## Lesetext:
————
Ford Saarlouis: Viel Unterstützung für gemeinsamen Kampf mit den Kollegen in Valencia

Reporter der World Socialist Web Site sprachen in dieser Woche in Saarlouis mit den dortigen Ford-Beschäftigten. Sie trafen sich zu Diskussionen mit Mitgliedern des Ford-Aktionskomitees und verteilten an den Werkstoren Flugblätter mit dem Artikel „Ford: IG Metall-Betriebsräte organisieren Arbeitsplatzvernichtung und Lohnkürzungen“.

Ford-Arbeiter nehmen das Flugblatt der WSWS in Empfang

In dem Artikel wird aufgezeigt, wie der Betriebsrat in Saarlouis unter Vorsitz von Markus Thal und der Vorsitzende des Gesamtbetriebsrats Benjamin Gruschka hinter dem Rücken der Belegschaften in Saarlouis und Köln Lohnkürzungen und Arbeitsplatzabbau bis hin zur möglichen Werksschließung in Saarlouis aushandeln.

Zweimal pro Woche diskutieren sie mit dem Management in Köln über Angriffe auf die Belegschaft, um im Rahmen des Ford-internen Bieterwettbewerbs zwischen den Werken Saarlouis und Almussafes (Valencia, Spanien) ab 2026 den Zuschlag für den Bau der nächsten Elektro-Modelle zu erhalten. Seitdem die Betriebsräte Ende Januar in beiden Werken erste Konzepte abgegeben haben, unterbieten sie sich immer weiter. Was der deutsche Betriebsrat der Konzernspitze anbietet – Arbeitsplätze, Löhne, Arbeitszeit, Urlaubstage, Flexibilisierung usw. –, hält er strikt geheim.

Am Schluss zitiert der Artikel einen Aufruf des Ford-Aktionskomitees, zu dem sich Arbeiter in Saarlouis zusammengeschlossen haben, sich dem Komitee anzuschließen, um gegen diese Politik des IGM-Betriebsrates „wirklich zu kämpfen“.

Der Artikel erhielt viel Unterstützung. Arbeiterinnen und Arbeiter drückten ihren Frust und ihre Wut über den Betriebsrat und die IG Metall aus. Selbst ein langjähriger Vertrauensmann bestätigte, dass das Flugblatt korrekt sei. Genau so laufe es.

Die Stimmung im Betrieb ist extrem angespannt und explosiv. Fast alle sprachen sich gegen den Bieterwettbewerb zwischen ihnen und den Kollegen in Almussafes (Valencia) aus. Eine junge Arbeiterin beschrieb die weitverbreitete Unsicherheit: „Es ist nicht gut, dass wir hier in Saarlouis und Valencia gegeneinander ausgespielt werden. Aber wir wissen ja nichts. In der Politik werden wir ja auch nie gefragt, wenn die etwas beschließen.“

Alle stimmten zu, dass man sich mit den Kollegen in Valencia zusammenschließen und gemeinsam die Arbeitsplätze verteidigen müsse.
————
## Rohdaten:
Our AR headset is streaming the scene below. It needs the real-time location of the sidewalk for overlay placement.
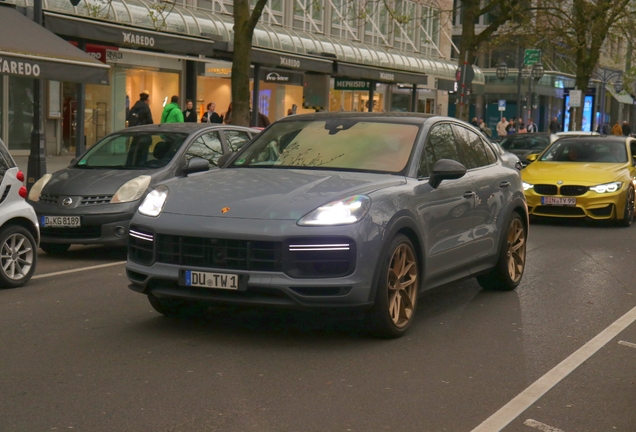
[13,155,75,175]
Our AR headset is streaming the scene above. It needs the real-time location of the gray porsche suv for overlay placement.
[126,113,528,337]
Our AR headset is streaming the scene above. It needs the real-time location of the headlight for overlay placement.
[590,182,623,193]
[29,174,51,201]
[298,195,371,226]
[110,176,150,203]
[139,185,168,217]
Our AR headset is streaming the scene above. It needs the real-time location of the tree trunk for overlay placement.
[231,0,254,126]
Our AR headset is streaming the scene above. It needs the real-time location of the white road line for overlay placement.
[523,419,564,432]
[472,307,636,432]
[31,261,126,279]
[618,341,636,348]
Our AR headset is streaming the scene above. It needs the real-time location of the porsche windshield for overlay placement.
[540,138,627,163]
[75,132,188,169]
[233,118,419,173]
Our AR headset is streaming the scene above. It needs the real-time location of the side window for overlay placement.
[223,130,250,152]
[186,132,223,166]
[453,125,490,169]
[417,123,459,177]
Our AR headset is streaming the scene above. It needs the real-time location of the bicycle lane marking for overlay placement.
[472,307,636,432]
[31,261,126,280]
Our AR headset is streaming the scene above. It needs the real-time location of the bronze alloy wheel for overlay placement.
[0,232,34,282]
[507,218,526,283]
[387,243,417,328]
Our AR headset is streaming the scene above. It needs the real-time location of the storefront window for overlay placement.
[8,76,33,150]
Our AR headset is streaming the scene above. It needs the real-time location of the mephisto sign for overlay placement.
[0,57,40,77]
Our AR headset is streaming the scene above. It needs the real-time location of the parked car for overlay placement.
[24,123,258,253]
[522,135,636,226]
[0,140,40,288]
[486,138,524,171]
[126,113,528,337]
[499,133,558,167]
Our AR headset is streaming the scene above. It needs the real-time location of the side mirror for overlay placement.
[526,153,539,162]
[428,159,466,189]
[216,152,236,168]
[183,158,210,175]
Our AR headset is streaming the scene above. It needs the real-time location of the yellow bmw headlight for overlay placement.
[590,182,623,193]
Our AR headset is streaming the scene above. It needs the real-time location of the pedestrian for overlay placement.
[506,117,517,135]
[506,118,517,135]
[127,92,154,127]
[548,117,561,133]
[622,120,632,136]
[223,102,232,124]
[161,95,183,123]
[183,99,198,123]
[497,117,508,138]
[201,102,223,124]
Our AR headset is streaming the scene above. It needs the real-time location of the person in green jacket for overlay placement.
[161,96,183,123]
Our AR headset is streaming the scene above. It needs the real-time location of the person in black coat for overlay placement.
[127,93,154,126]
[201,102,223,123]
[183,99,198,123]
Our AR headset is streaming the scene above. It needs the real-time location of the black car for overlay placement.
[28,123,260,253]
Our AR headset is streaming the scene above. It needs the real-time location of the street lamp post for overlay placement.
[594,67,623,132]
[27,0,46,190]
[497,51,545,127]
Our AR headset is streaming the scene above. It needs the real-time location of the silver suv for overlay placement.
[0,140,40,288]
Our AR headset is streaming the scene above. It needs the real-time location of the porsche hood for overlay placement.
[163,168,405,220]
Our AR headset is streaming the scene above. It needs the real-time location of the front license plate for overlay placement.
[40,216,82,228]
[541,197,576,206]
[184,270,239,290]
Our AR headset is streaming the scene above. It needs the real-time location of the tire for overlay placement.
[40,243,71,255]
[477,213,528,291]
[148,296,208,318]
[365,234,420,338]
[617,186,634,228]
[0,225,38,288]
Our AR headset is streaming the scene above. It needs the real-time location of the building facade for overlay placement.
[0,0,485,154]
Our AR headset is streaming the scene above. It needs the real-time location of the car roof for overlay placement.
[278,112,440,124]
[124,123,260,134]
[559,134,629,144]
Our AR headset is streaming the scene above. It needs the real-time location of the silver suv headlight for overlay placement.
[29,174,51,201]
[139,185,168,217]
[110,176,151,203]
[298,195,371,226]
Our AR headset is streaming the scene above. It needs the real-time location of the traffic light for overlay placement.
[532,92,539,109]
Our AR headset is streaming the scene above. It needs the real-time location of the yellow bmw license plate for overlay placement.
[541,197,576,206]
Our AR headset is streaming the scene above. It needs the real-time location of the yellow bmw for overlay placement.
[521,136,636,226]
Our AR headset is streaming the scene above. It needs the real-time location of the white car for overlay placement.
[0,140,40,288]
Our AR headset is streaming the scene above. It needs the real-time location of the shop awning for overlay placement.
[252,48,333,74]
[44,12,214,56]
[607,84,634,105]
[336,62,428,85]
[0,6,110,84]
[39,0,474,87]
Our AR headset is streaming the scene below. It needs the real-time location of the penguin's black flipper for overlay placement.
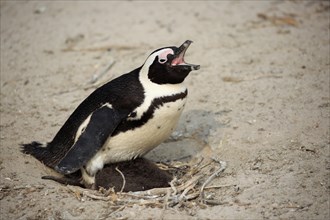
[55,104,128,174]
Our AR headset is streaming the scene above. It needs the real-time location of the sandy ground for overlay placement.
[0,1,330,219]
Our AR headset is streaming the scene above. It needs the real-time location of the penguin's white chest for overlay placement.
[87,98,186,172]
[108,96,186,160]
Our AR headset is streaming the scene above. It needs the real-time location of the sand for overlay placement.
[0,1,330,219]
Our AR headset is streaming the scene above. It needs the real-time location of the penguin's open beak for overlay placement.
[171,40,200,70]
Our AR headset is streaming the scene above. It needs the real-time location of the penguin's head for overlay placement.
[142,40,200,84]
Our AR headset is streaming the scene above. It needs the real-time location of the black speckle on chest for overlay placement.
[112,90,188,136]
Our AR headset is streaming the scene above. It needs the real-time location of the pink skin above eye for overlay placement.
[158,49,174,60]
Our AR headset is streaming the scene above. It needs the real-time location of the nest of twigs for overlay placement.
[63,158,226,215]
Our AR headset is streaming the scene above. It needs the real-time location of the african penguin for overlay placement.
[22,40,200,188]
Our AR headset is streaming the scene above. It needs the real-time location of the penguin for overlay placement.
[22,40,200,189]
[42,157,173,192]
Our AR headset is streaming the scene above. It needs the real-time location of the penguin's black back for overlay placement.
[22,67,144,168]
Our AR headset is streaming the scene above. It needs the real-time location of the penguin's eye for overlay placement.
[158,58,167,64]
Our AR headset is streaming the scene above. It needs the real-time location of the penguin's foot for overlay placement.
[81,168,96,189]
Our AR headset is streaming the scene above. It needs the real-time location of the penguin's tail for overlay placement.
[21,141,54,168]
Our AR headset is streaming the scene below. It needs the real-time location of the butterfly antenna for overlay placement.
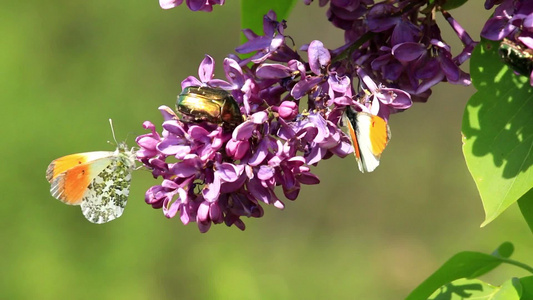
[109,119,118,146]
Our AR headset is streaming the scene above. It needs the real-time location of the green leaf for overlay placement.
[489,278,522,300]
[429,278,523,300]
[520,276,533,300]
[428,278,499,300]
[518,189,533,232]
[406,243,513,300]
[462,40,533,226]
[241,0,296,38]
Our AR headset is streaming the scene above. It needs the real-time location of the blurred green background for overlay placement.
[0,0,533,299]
————
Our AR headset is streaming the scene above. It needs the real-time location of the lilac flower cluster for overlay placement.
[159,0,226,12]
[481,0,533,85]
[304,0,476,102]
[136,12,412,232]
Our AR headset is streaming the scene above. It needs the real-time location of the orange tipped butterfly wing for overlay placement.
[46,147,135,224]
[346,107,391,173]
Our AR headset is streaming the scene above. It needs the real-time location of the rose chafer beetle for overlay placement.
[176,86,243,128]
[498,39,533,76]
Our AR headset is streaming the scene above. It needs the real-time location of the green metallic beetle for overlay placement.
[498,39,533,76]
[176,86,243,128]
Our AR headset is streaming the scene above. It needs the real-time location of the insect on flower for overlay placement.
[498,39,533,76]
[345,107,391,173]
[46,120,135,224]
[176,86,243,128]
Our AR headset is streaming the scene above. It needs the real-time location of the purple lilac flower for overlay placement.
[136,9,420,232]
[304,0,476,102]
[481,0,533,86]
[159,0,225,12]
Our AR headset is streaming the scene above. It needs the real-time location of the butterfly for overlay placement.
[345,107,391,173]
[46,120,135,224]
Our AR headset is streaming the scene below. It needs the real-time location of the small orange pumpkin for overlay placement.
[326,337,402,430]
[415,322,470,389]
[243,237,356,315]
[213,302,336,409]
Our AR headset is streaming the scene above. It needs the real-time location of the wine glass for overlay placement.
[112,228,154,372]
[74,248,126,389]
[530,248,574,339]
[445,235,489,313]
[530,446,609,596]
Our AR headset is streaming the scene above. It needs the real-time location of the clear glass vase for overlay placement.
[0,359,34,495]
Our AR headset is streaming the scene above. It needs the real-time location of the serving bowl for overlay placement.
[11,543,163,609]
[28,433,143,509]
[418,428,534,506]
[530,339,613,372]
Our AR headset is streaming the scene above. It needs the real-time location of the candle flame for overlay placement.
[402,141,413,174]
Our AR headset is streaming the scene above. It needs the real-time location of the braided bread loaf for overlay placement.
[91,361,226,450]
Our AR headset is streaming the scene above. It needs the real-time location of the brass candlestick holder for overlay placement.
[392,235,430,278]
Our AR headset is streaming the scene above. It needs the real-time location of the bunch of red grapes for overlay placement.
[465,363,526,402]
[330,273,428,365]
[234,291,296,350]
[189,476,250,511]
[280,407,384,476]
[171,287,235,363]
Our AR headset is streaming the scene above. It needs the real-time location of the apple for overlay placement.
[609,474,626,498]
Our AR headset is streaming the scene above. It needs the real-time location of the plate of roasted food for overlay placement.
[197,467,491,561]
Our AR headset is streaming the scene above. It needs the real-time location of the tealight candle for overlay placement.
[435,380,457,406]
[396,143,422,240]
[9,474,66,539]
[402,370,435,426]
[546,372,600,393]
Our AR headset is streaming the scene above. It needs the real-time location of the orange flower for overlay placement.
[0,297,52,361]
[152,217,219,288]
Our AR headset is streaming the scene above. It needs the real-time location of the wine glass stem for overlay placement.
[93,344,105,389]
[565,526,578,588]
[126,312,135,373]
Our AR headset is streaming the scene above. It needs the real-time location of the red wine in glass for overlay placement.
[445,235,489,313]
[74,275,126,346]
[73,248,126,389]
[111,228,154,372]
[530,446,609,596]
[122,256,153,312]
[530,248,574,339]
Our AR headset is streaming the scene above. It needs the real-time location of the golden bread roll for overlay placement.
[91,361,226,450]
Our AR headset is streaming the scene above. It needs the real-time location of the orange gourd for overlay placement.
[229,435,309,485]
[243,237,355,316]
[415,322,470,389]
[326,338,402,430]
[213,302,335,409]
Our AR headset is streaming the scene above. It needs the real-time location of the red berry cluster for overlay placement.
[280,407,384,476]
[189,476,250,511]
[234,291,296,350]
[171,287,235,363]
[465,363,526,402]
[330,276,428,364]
————
## Aufgabe A:
Übersetzen Sie diesen Satz aus dem Lesetext ins Englische: „Seitdem die Betriebsräte Ende Januar in beiden Werken erste Konzepte abgegeben haben, unterbieten sie sich immer weiter.“
## Aufgabe B:
Geben Sie an, ob die folgenden Aussagen mit dem Lesetext übereinstimmen, und belegen Sie jede Antwort mit einem wörtlichen Zitat. (i) Die Reporter verteilten die Flugblätter an den Werkstoren. (ii) Der deutsche Betriebsrat legt seine Angebote an die Konzernspitze offen. (iii) Ein langjähriger Vertrauensmann hielt das Flugblatt für falsch.
## Aufgabe C:
Knüpfen Sie an den Artikel über die Ford-Beschäftigten in Saarlouis an, und führen Sie ihn nach dessen letztem Satz in einigen Sätzen weiter.

## Schriftliche Antwort A:
Since the works councils at both plants submitted their first proposals at the end of January, they have kept undercutting each other further and further.

## Schriftliche Antwort B:
(i) Ja: „verteilten an den Werkstoren Flugblätter“.
(ii) Nein: „hält er strikt geheim“.
(iii) Nein: „Selbst ein langjähriger Vertrauensmann bestätigte, dass das Flugblatt korrekt sei.“

## Schriftliche Antwort C:
Das wollen die Betriebsräte – trotz gegenteiliger Lippenbekenntnisse – um jeden Preis verhindern. Ein Arbeiter berichtete uns am Mittag: „Das Flugblatt, das ihr heute Morgen verteilt habt, hat ordentlich für Aufruhr gesorgt.“ Es sei per „werksinterner Hauspost direkt bei den richtigen Leuten platziert worden“, sprich: bei IGM-nahen Vertrauensleuten. Diese seien in die Luft gegangen, hätten geschimpft und getobt. Der Arbeiter hatte sichtlich Gefallen daran.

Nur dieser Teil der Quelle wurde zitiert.